# Provided entries
=======

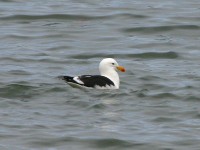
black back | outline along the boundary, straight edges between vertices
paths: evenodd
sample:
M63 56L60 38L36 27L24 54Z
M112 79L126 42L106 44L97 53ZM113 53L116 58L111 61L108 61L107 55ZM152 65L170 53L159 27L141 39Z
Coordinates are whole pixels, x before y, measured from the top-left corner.
M100 75L82 75L79 79L84 83L84 86L95 87L95 86L114 86L114 83L107 77Z

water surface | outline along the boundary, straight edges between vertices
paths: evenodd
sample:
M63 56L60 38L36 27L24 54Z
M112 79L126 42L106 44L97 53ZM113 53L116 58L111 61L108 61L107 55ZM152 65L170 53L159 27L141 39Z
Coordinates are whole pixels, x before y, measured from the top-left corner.
M198 150L200 2L0 1L0 149ZM119 90L71 88L115 58Z

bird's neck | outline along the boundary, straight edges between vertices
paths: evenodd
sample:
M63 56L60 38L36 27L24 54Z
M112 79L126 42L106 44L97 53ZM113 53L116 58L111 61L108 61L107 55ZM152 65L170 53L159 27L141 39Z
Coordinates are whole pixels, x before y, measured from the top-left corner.
M101 75L109 78L111 81L113 81L113 83L115 84L116 88L117 89L119 88L119 84L120 84L119 75L115 70L102 72Z

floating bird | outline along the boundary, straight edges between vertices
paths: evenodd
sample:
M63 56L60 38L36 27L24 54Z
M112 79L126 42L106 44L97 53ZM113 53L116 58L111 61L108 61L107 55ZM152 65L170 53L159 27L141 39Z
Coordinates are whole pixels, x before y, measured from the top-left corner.
M60 76L72 87L86 87L96 89L119 89L120 79L117 70L125 72L113 58L105 58L99 64L100 75Z

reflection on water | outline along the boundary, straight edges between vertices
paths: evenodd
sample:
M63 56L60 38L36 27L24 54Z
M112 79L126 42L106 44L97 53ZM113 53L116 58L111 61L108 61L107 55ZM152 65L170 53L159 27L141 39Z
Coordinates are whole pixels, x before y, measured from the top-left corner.
M199 1L0 1L0 149L199 149ZM119 90L59 75L98 74Z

=======

# Written request
Can you set down everything in the data from the line containing "water surface |" down to the line containing "M198 150L200 2L0", both lines included, unchanged and with nothing else?

# Problem solution
water surface | outline along the boundary, straight edges between vertices
paths: evenodd
sample:
M63 56L60 38L36 27L24 54Z
M112 79L126 42L106 44L97 53ZM113 53L116 58L111 61L108 61L107 55ZM152 65L170 53L159 27L141 39Z
Coordinates are whole pixels, x before y, measured from the top-left corner.
M198 150L200 2L0 1L0 149ZM119 90L71 88L115 58Z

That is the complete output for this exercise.